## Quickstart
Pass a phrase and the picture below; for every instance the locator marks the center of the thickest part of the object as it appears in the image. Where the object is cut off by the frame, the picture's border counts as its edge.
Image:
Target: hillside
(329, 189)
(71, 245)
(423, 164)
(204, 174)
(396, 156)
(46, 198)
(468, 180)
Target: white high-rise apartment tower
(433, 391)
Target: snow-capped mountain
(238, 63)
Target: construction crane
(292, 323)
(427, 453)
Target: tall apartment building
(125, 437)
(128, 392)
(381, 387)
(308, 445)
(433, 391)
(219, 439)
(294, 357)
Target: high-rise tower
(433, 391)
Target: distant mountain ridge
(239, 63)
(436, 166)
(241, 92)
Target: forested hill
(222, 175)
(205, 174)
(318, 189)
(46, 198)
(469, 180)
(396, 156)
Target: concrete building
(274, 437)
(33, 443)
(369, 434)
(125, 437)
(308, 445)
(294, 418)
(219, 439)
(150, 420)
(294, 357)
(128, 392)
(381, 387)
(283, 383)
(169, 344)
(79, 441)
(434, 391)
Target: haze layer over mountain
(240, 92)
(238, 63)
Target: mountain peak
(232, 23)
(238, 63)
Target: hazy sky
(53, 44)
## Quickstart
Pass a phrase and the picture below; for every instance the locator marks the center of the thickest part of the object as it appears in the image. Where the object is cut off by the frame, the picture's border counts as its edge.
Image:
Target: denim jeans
* * *
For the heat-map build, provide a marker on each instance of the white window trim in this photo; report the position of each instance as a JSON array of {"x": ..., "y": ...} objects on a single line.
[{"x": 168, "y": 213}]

- ASSIGNMENT
Everything from the line with "Target: hazy sky" through the line with "Target: denim jeans" should be written out exactly as it appears above, end lines included, and nothing outside that range.

- EXERCISE RESULT
Target: hazy sky
(53, 44)
## Quickstart
Pass a phrase and the picture below; for every instance the locator marks the center of the thickest part of the object as it appears in the image. Where the object is cut off by the frame, the picture's border counts as its edge.
Image:
Target: denim jeans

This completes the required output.